#### [WORK TO BE COMPLETED]
In the thread on Cesàro sums, which operator does a commenter say should replace lim in the proof, and for what reason?

#### [GIVEN TEXT]
# Let $(x_j)\to a$ a sequence on $\Bbb K$, then show that $(\frac1n\sum_{j=1}^n x_j)\to a$

Let $(x_j)\to x$ a sequence on $\Bbb K$, then show that $(\frac1n\sum_{j=1}^n x_j)\to x$

I want to check if this proof for the convergence of Césaro sums is valid. I rewrite the statement to prove as $(\frac1n\sum_{j=1}^n (x_j-x))\to 0$.

Because we have that $(x_j-x)\to 0$ then for any $\epsilon>0$ exists some $N\in\Bbb N$ such that $|x_j-x|<\epsilon$ when $j\ge N$.

Then we have that for $n\ge N$ then

$$\left|\frac1n\sum_{j=1}^{n}(x_j-x)\right|\le\frac1n\sum_{j=1}^{n}|x_j-x|<\frac1n\sum_{j=1}^{N-1}|x_j-x|+\frac1n\sum_{j=N}^{n}\epsilon$$

Then

$$\lim_{n\to\infty}\left|\frac1n\sum_{j=1}^{n}(x_j-x)\right|\le\lim_{n\to\infty} \left(\frac1n\sum_{j=1}^{N-1}|x_j-x|+\frac1n\sum_{j=N}^{n}\epsilon\right)=\epsilon$$

Because $\epsilon$ can be chosen arbitrarily small we conclude that $(\frac1n\sum_{j=1}^n (x_j-x))\to 0$, and hence

$$(x_j)\to x\implies \left(\frac1n\sum_{j=1}^n x_j\right)\to x$$

What I dont like of this proof, if correct, is that Im unable to show the convergence of the Cesáro sum with the classic language of $\epsilon-N$, what I did above is a different thing. This is the reason why Im unsure about the correctness of this proof.

• Who is $\mathbb K$? – Math1000 Oct 14 '16 at 22:55
• $\Bbb K$ is the common notation for $\Bbb R$ or $\Bbb C$ as the set where the $x_j$ are. It is useful to say that the statement is true for reals or complex numbers. – Masacroso Oct 14 '16 at 22:58
• The proof is correct. – Paolo Leonetti Oct 14 '16 at 23:03
• @JohnMa Im asking for a confirmation for the way I did this proof, so it cannot be a duplicate. – Masacroso Oct 14 '16 at 23:44
• Your proof is no difference than most of the others, and indeed you accepted an answer which is essentially the answer given in the duplicate. BTW, in your answer you should write $\limsup$ instead of $\lim$ since you do not know yet a limit exists. @Masacroso – user99914 Oct 15 '16 at 0:02

With some minor modification you have the $\epsilon - N$ proof.

If $n > N$ we have $|x_n -x| < \epsilon/2$.

Hence,

$$\left|\frac{1}{n}\sum_{j=1}^n x_j - x \right| \leqslant \frac{1}{n} \sum_{j=1}^N|x_j -x| + \frac{1}{n} \sum_{j= N+1}^n |x_j - x| \leqslant \frac{1}{n} \sum_{j=1}^N|x_j -x| + (1 - N/n)\frac{\epsilon}{2}$$

Now with $N$ fixed, choose $n$ sufficiently large such that

$$\frac{1}{n} \sum_{j=1}^N|x_j -x|< \frac{\epsilon}{2}.$$

Since $1 - N/n < 1$, we have for $n$ sufficiently large

$$\left|\frac{1}{n}\sum_{j=1}^n x_j - x \right| < \epsilon$$

#### [SOURCE MATERIAL]
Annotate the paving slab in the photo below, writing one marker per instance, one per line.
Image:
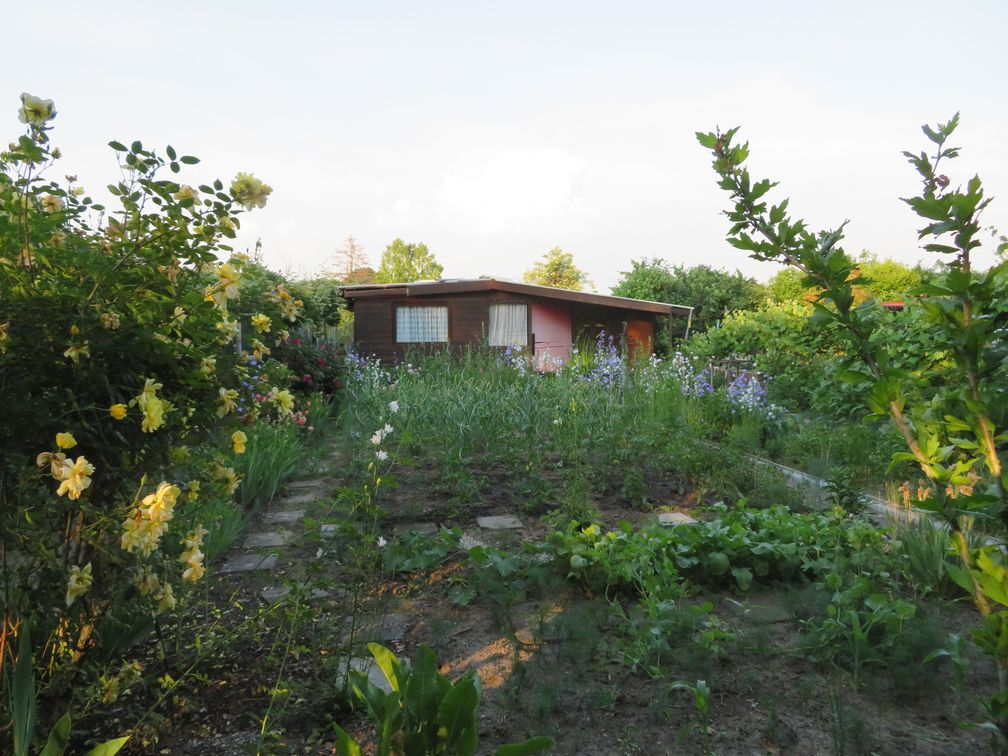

#### [TASK RESULT]
The commenter says to write limsup instead of lim, because it is not yet known that the limit exists.